=== Section Start ===
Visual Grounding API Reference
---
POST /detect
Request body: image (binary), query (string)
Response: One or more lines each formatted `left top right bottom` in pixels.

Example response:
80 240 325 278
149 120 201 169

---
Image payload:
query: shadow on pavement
=== Section End ===
# [EXERCISE GOAL]
Copy every entry exactly. Leave nothing out.

# [ANSWER BOX]
Visual Grounding API Reference
---
POST /detect
Request body: image (binary), query (string)
Response: One or more lines each formatted `left top right bottom` in pixels.

Example response:
80 240 325 278
149 120 201 169

---
Image payload:
query: shadow on pavement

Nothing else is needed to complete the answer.